Directives:
a. Decide whether each statement agrees with the quadratic equation page, and support each yes or no with the words from it that decide the matter: (i) the equation to be solved is 0=-3x^2-4x+5; (ii) the left-hand side of the equation can be factorized; (iii) the equation is described as having a single variable.
b. Carry on with the quadratic equation page, starting after its final sentence.
___ Text shown
Question

In simplest radical form, what are the solutions to the quadratic eqaution 0=-3x^2-4x+5

Answer 1

`x= -(2+√(19) )/(3) \textrm { and } x = -(2-√(19) )/(3)`

Explanation:

We have to find the solution of the quadratic single variable equation as given below:

- 3x² - 4x + 5 = 0 ..... (1)

The left-hand side can not be factorized.
______
___ Given entries
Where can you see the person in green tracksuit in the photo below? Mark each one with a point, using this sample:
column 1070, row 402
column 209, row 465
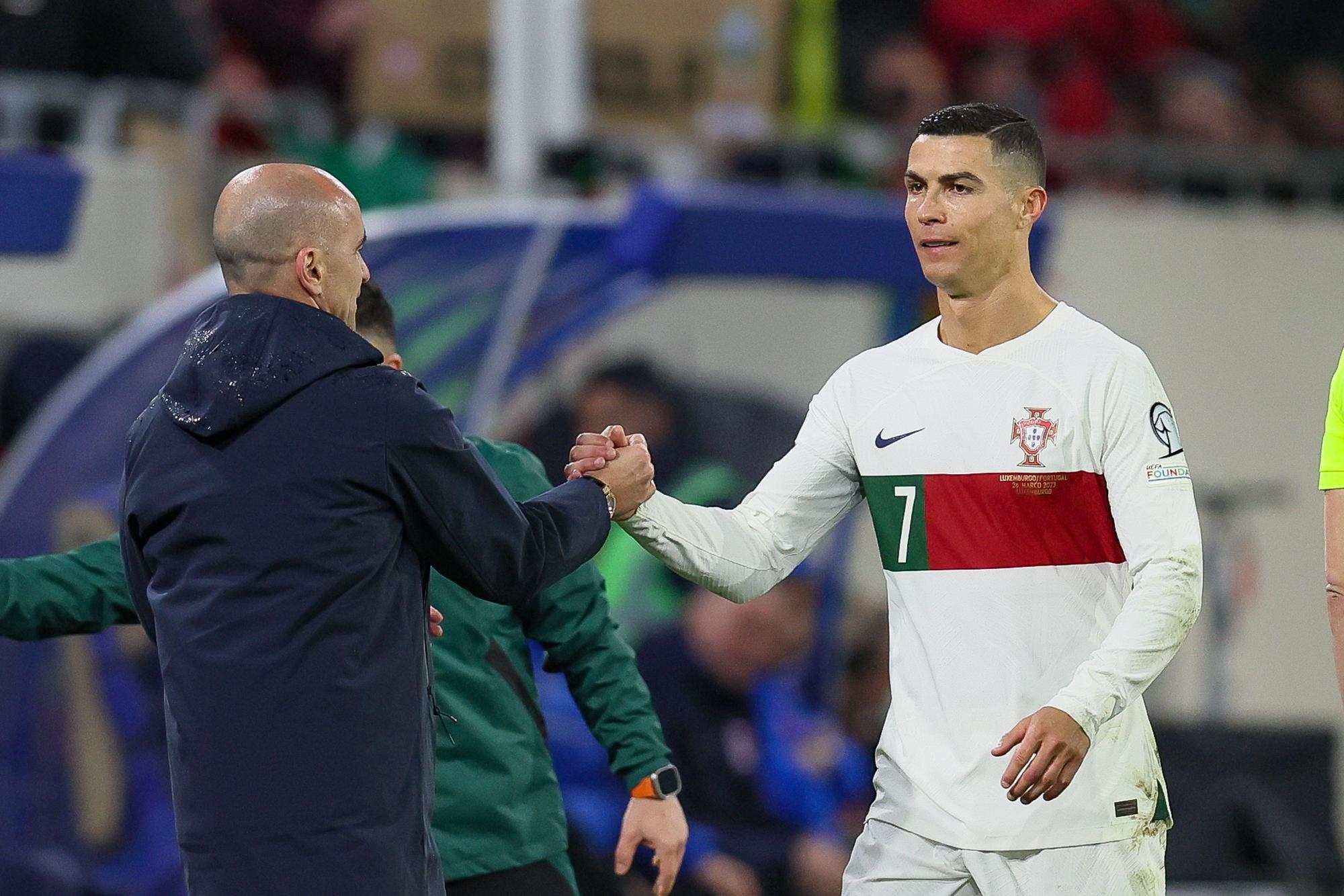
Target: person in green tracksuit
column 499, row 819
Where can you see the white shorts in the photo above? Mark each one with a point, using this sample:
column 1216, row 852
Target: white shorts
column 890, row 862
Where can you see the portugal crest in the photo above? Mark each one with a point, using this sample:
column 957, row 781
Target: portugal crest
column 1033, row 435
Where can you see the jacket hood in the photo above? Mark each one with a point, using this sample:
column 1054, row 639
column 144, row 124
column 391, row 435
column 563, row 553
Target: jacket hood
column 249, row 354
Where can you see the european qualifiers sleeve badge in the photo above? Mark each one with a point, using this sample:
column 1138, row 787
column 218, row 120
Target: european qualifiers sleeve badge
column 1163, row 424
column 1033, row 435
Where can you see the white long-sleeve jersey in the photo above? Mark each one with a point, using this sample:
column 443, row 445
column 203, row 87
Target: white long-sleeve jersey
column 1037, row 525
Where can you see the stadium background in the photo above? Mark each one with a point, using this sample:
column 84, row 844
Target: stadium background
column 706, row 186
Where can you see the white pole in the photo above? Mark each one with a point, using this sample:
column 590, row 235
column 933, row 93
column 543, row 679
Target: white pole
column 515, row 139
column 562, row 72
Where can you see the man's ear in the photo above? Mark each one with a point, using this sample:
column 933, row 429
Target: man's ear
column 308, row 271
column 1033, row 206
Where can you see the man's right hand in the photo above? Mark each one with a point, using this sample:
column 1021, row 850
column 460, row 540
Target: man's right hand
column 618, row 461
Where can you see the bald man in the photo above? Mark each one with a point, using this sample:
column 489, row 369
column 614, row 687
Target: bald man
column 284, row 499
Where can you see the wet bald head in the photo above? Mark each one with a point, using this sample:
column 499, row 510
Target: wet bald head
column 291, row 232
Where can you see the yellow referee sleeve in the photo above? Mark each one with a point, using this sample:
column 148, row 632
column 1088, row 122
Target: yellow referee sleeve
column 1333, row 448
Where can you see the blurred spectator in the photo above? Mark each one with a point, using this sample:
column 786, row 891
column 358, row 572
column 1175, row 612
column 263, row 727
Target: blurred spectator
column 298, row 42
column 132, row 38
column 904, row 81
column 767, row 776
column 34, row 369
column 1202, row 100
column 1316, row 97
column 959, row 29
column 999, row 72
column 712, row 447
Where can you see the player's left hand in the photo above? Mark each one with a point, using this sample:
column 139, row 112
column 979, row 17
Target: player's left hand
column 1050, row 749
column 659, row 824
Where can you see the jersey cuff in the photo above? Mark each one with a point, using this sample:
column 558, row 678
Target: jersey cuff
column 1079, row 713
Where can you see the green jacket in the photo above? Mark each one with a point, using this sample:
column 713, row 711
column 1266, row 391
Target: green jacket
column 498, row 803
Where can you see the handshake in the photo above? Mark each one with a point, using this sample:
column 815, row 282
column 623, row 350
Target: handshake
column 618, row 461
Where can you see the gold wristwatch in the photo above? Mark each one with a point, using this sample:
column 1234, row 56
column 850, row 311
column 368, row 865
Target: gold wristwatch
column 610, row 495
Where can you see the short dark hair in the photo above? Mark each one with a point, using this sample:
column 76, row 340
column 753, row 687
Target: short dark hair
column 374, row 315
column 1010, row 132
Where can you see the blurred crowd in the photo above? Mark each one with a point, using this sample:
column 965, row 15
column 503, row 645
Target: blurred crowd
column 1247, row 79
column 1245, row 75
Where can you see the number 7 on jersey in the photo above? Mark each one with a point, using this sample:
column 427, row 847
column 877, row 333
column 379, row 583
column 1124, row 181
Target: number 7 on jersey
column 897, row 504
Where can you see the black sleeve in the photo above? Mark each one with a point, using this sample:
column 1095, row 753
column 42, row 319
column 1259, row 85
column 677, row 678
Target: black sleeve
column 463, row 521
column 134, row 558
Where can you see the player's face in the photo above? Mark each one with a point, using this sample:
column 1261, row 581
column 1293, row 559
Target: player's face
column 963, row 212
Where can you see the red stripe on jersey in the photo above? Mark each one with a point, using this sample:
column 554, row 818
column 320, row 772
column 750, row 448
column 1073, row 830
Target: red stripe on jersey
column 1005, row 521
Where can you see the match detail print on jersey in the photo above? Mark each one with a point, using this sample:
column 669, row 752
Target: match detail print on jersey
column 993, row 521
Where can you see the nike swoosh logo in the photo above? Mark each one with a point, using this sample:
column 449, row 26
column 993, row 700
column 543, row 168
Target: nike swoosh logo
column 882, row 443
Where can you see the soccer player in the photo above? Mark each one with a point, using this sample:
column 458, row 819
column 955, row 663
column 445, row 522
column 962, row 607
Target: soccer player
column 498, row 815
column 1333, row 483
column 1037, row 525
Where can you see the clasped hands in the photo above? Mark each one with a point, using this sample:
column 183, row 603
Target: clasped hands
column 618, row 461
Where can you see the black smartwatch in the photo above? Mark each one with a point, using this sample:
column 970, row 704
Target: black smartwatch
column 661, row 785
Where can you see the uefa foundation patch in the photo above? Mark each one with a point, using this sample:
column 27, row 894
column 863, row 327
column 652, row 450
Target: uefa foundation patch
column 1159, row 474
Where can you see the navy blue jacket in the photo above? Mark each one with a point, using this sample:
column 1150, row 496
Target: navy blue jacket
column 283, row 502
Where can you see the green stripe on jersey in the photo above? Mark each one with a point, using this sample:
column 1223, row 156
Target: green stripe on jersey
column 1333, row 447
column 897, row 504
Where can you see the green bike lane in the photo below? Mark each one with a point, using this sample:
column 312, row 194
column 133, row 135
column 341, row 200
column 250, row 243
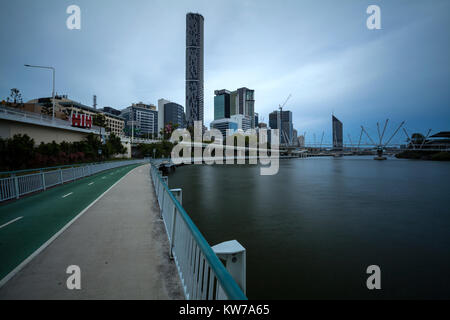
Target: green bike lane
column 26, row 224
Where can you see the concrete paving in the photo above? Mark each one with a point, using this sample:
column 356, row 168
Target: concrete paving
column 120, row 245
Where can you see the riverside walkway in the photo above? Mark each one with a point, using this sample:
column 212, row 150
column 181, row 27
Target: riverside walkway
column 111, row 229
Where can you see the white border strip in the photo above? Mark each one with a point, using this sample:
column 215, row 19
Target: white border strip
column 56, row 235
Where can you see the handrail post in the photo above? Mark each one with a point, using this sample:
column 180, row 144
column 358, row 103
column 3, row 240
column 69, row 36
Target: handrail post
column 60, row 175
column 43, row 180
column 166, row 181
column 16, row 185
column 178, row 193
column 235, row 262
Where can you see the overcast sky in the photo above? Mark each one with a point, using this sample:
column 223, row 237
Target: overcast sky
column 319, row 51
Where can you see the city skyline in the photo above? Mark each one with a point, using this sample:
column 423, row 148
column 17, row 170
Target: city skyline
column 330, row 63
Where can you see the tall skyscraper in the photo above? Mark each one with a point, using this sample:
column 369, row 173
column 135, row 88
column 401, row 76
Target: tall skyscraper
column 221, row 104
column 282, row 121
column 194, row 68
column 337, row 133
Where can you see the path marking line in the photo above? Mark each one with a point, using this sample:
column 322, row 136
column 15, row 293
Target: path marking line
column 12, row 221
column 56, row 235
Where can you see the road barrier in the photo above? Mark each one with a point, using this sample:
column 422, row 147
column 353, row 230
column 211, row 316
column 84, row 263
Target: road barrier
column 203, row 275
column 20, row 183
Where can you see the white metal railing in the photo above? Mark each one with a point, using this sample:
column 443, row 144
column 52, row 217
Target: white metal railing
column 18, row 184
column 203, row 275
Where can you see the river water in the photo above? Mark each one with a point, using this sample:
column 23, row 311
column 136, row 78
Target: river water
column 312, row 230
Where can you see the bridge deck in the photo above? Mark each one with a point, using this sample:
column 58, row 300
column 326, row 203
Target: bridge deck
column 120, row 245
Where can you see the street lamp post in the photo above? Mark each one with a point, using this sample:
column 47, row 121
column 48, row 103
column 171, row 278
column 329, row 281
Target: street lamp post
column 53, row 89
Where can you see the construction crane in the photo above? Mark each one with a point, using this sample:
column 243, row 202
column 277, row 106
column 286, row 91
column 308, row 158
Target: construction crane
column 282, row 106
column 283, row 132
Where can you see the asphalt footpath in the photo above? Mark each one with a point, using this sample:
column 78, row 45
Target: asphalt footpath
column 111, row 246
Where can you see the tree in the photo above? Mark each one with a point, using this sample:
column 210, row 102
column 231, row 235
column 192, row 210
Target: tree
column 15, row 96
column 417, row 138
column 47, row 108
column 99, row 120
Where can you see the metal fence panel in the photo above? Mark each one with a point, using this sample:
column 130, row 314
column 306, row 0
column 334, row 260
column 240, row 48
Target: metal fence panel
column 201, row 272
column 16, row 186
column 30, row 183
column 7, row 189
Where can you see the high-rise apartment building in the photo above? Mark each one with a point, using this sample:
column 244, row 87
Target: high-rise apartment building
column 170, row 112
column 141, row 119
column 282, row 120
column 194, row 68
column 239, row 102
column 338, row 141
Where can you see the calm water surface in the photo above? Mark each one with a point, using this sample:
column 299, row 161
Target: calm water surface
column 312, row 230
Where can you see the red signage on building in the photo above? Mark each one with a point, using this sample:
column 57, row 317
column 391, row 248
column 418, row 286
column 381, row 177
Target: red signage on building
column 81, row 120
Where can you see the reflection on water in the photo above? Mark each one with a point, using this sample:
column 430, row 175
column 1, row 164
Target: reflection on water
column 312, row 230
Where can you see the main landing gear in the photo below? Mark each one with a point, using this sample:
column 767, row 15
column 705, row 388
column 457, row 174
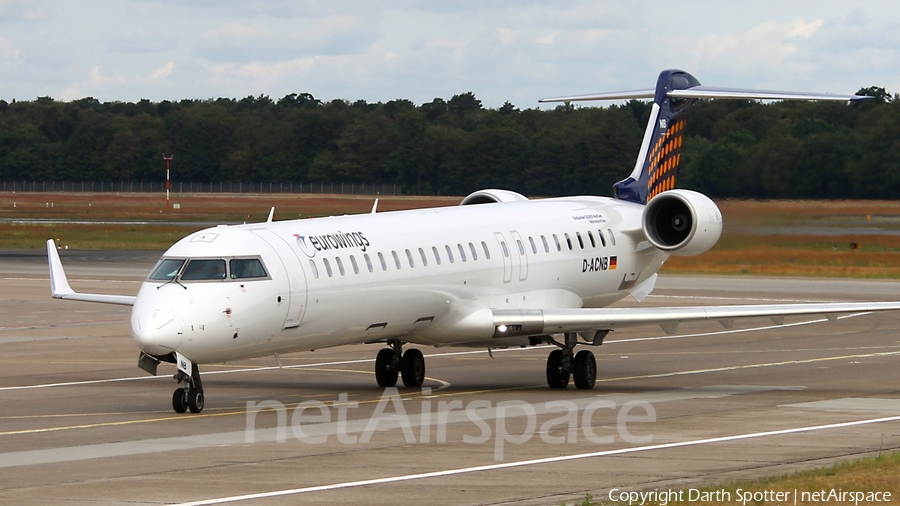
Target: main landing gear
column 189, row 396
column 563, row 363
column 392, row 362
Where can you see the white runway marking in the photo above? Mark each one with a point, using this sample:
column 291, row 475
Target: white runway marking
column 523, row 463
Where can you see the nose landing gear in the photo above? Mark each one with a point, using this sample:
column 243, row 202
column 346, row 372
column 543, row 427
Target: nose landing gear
column 190, row 396
column 563, row 363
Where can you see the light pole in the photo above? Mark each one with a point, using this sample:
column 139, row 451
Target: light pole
column 168, row 160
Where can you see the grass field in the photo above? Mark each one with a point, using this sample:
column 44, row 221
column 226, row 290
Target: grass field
column 799, row 238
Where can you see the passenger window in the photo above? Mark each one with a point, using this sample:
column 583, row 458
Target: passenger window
column 204, row 270
column 245, row 268
column 166, row 269
column 437, row 256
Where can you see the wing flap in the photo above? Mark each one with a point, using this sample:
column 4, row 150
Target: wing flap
column 60, row 289
column 556, row 321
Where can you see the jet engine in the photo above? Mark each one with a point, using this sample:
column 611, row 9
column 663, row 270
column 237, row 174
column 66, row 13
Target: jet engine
column 491, row 196
column 682, row 222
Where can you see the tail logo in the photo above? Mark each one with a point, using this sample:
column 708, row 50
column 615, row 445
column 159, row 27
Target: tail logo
column 664, row 159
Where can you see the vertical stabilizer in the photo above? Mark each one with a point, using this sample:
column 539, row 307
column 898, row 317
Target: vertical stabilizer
column 660, row 153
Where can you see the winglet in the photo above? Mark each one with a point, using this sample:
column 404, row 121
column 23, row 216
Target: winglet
column 60, row 289
column 59, row 285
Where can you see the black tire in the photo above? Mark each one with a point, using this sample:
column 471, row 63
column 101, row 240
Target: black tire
column 196, row 401
column 556, row 376
column 179, row 400
column 585, row 370
column 412, row 368
column 385, row 375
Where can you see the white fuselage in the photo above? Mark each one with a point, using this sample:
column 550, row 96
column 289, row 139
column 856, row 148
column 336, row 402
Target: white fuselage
column 428, row 276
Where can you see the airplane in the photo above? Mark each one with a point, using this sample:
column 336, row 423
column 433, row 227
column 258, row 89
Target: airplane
column 499, row 270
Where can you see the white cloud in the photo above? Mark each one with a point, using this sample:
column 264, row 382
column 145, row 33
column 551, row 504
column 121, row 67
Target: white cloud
column 508, row 36
column 765, row 46
column 7, row 49
column 360, row 49
column 98, row 79
column 801, row 29
column 163, row 72
column 549, row 38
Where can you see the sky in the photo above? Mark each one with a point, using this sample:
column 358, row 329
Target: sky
column 516, row 51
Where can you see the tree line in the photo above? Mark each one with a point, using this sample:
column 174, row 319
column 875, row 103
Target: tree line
column 452, row 147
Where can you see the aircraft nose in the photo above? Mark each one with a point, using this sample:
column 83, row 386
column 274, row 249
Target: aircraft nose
column 157, row 332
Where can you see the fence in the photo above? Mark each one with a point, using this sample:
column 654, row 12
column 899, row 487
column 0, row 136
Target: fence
column 193, row 187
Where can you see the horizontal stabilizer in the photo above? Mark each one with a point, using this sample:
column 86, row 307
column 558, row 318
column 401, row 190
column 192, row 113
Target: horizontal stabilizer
column 613, row 95
column 713, row 92
column 60, row 289
column 710, row 92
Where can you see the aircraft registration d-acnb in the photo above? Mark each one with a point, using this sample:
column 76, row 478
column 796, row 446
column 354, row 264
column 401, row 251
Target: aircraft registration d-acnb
column 498, row 270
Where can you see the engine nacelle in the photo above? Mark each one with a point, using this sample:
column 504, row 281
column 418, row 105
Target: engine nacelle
column 682, row 222
column 490, row 196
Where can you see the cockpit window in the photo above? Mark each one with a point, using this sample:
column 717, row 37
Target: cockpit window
column 204, row 270
column 166, row 269
column 243, row 268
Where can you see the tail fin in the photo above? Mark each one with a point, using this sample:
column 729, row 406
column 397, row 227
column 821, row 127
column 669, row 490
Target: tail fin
column 660, row 155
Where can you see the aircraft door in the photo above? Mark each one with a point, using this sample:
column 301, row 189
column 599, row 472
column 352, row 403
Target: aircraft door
column 521, row 254
column 504, row 254
column 295, row 290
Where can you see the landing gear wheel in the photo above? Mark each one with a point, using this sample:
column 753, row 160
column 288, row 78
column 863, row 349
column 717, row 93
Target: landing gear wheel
column 557, row 376
column 585, row 370
column 179, row 401
column 385, row 373
column 195, row 401
column 412, row 368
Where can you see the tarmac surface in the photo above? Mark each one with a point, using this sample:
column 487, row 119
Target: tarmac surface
column 81, row 424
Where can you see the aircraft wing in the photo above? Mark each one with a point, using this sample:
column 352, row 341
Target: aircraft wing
column 60, row 289
column 510, row 322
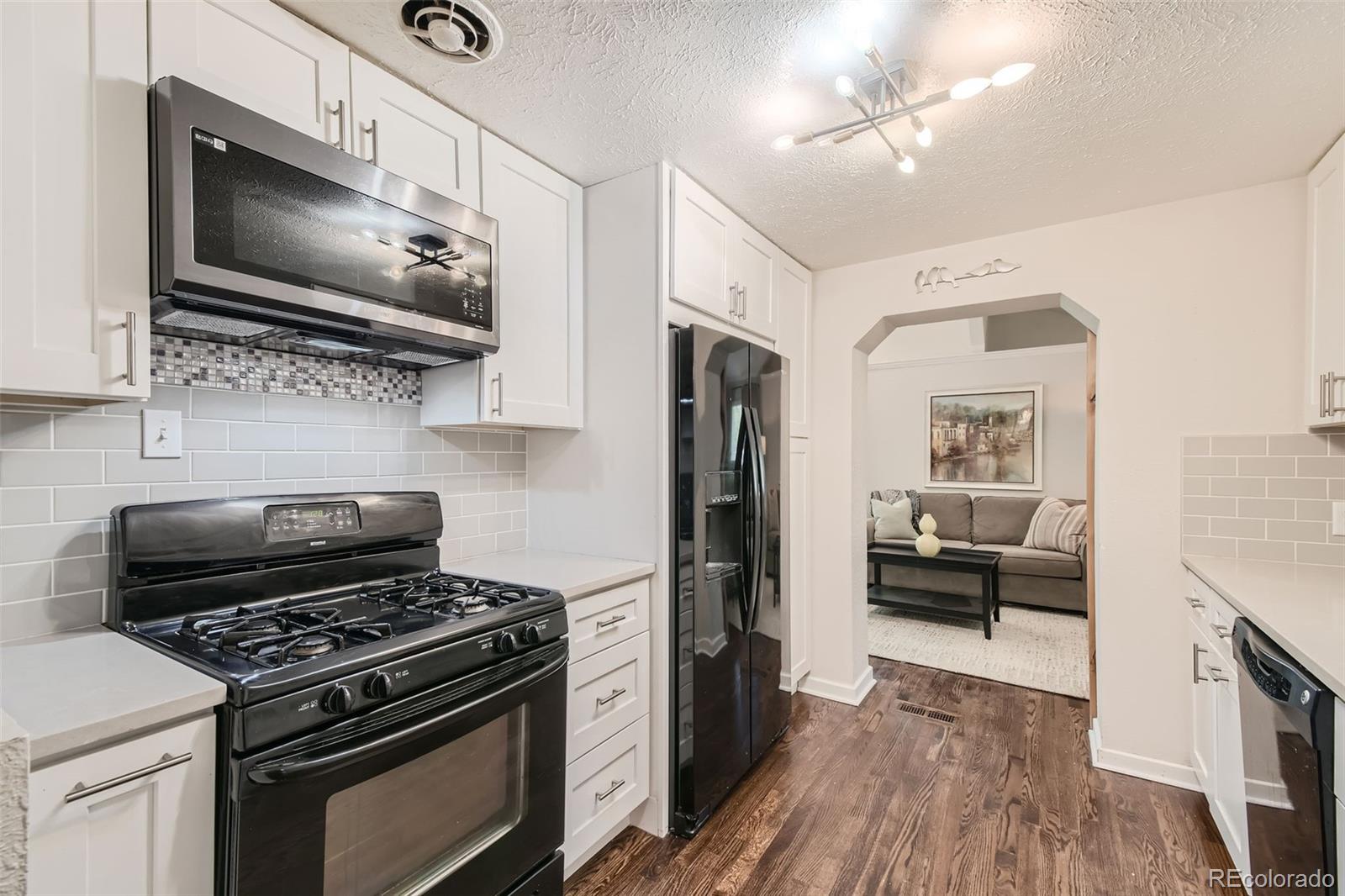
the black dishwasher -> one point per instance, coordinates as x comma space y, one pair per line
1288, 741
______
Solved tasks:
a.
(i) Yes: "0=-3x^2-4x+5"
(ii) No: "The left-hand side can not be factorized."
(iii) Yes: "the quadratic single variable equation"

b.
So, apply The Sridhar Acharya Formula, which gives if ax² + bx + c = 0,the the solutions of the quadratic equation are

`x=\frac{-b + \sqrt{b^(2) -4ac} }{2a}` and,
`x=\frac{-b - \sqrt{b^(2) -4ac} }{2a}`

So, from the equation (1), we can write

`x= \frac{-(-4) +\sqrt{(-4)^(2)-4 * (-3) * 5 } }{2 * (-3)}` and

`x= \frac{-(-4) -\sqrt{(-4)^(2)-4 * (-3) * 5 } }{2 * (-3)}`

⇒
`x=(4+ 2√(19) )/(-6) \textrm{ and } x=(4-2√(19) )/(-6)`

⇒
`x= -(2+√(19) )/(3) \textrm { and } x = -(2-√(19) )/(3)` (Answer)